Dataset entries:
^^^^^^^^

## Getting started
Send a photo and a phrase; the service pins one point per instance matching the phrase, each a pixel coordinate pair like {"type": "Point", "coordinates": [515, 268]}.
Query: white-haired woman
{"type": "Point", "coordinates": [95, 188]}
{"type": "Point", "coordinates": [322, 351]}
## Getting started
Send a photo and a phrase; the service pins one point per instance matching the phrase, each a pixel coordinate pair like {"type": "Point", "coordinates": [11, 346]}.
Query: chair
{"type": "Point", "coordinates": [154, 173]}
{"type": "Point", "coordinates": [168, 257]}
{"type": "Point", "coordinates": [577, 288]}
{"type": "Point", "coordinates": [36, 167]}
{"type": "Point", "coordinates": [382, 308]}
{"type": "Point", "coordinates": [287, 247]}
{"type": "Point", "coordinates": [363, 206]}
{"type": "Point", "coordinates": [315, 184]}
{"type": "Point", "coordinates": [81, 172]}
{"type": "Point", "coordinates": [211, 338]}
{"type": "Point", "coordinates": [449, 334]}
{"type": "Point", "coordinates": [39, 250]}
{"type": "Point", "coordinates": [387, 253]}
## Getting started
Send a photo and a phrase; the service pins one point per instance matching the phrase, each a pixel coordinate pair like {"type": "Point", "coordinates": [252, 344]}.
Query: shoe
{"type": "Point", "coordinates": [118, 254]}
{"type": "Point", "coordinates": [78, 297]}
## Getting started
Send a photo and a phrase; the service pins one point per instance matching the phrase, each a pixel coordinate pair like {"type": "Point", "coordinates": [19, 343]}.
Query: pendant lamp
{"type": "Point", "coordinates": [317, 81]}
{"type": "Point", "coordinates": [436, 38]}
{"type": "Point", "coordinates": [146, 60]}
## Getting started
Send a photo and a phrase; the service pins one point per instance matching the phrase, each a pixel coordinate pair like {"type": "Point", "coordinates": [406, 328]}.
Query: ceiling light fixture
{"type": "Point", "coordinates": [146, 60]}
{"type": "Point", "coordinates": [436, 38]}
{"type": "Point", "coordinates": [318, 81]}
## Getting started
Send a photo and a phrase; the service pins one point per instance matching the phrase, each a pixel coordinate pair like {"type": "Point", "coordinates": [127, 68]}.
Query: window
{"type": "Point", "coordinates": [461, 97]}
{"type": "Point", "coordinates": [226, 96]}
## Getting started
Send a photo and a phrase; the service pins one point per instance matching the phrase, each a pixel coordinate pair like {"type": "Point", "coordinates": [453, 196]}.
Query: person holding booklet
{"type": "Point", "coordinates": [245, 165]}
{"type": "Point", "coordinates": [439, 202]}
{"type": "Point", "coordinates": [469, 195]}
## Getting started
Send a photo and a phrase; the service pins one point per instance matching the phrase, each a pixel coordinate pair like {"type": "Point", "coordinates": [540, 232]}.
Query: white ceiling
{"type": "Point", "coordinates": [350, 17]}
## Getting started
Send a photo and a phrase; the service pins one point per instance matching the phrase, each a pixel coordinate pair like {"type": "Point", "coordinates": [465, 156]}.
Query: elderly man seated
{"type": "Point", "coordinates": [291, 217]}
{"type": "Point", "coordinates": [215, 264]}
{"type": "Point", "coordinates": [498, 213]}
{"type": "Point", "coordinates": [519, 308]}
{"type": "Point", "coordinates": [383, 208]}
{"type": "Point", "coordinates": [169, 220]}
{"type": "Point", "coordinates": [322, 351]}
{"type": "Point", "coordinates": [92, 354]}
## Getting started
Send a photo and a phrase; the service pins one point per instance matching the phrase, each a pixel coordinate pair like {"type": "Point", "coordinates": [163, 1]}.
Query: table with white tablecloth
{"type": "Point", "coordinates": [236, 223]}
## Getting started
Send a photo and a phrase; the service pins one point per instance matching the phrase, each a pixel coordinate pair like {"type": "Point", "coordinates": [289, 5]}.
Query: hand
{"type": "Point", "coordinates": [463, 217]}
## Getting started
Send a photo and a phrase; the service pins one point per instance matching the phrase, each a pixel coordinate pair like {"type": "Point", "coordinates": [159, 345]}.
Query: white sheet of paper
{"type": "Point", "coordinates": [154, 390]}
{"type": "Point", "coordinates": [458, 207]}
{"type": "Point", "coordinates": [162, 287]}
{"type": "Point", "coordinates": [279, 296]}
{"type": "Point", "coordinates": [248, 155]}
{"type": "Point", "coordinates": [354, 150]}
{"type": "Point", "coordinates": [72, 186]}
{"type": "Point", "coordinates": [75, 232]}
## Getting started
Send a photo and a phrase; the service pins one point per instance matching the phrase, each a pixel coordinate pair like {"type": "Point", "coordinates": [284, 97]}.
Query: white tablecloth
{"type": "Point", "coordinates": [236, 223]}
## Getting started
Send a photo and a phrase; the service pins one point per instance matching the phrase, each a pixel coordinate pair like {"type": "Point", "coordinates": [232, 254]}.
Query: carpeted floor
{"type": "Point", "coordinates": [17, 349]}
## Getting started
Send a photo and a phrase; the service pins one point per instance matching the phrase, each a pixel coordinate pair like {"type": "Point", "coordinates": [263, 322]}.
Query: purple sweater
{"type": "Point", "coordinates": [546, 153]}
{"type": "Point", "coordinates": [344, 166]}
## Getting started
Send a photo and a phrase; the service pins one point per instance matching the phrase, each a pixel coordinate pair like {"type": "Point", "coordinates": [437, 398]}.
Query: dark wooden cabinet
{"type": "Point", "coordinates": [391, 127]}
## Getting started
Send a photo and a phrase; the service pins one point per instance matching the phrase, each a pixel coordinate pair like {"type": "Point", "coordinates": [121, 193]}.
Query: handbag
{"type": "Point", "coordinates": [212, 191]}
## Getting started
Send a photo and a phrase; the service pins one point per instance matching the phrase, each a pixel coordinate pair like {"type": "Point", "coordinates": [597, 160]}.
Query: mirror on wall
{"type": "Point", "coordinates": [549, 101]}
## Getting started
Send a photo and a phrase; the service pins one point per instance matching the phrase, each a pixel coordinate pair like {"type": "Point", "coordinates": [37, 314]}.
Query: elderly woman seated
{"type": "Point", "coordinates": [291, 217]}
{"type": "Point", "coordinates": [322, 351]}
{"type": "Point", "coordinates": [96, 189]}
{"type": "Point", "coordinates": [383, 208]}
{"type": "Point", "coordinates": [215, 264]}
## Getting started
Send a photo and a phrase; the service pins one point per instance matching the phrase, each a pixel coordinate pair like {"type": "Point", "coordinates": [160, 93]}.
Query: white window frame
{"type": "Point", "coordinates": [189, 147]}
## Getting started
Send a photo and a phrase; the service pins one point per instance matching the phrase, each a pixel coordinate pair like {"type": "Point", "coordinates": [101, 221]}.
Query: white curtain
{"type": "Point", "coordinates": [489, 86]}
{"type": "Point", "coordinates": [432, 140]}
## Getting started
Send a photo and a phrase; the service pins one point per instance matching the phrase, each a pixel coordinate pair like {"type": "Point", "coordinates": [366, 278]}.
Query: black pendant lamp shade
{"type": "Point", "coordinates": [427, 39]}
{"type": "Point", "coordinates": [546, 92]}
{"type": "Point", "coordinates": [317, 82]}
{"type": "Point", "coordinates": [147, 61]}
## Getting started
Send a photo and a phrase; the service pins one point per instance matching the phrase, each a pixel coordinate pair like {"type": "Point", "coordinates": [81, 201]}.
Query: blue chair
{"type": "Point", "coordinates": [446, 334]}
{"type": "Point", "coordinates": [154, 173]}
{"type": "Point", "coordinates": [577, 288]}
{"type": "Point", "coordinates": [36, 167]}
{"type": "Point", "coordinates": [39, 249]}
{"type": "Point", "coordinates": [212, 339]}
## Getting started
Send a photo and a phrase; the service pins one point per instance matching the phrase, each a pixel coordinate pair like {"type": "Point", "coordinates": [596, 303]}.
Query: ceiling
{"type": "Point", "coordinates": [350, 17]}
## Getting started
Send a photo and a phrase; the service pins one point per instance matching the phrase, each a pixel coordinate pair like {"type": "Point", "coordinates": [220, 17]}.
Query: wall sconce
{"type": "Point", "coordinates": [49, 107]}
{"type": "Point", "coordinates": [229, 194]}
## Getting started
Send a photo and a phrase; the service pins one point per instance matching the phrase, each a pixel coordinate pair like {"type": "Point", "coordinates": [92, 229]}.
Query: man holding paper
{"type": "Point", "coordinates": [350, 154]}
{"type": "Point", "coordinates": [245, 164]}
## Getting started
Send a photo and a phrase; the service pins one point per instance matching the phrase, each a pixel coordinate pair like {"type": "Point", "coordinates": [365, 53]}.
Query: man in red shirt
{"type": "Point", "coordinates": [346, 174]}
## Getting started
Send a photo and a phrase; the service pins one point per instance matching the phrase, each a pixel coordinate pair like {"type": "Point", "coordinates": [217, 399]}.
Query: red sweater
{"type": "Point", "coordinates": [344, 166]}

^^^^^^^^

Exercise
Would you copy out exactly the lines from the one holding "Query: man holding paper" through the end of the entries above, both ends included?

Written response
Query: man holding paper
{"type": "Point", "coordinates": [350, 154]}
{"type": "Point", "coordinates": [245, 164]}
## Getting started
Send a photo and a phrase; the service pins one point per instance matching the phrase, each a pixel coordinate pair like {"type": "Point", "coordinates": [365, 53]}.
Query: man in red shirt
{"type": "Point", "coordinates": [346, 174]}
## Getting started
Send a photo and a phrase; the service pins one point per instance matching the phrase, each a pixel coordinate pair like {"type": "Point", "coordinates": [217, 399]}.
Query: red sweater
{"type": "Point", "coordinates": [344, 166]}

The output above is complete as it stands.